Exercise brief –
Copy all of the data below word for word, omitting the pictures.

Location identification entries
··········

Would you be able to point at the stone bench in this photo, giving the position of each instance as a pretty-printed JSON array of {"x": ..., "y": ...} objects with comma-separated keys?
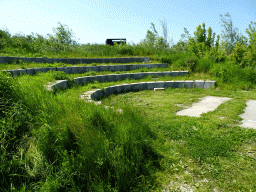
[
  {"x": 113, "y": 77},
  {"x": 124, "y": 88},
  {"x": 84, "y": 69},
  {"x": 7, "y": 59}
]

··········

Written answer –
Would you be able to point at the stone bench in this photo, giving the position of each instance as a pretty-printed JSON array of {"x": ..., "y": ...} objects with comma-separated keys?
[
  {"x": 113, "y": 77},
  {"x": 124, "y": 88},
  {"x": 84, "y": 69},
  {"x": 7, "y": 59}
]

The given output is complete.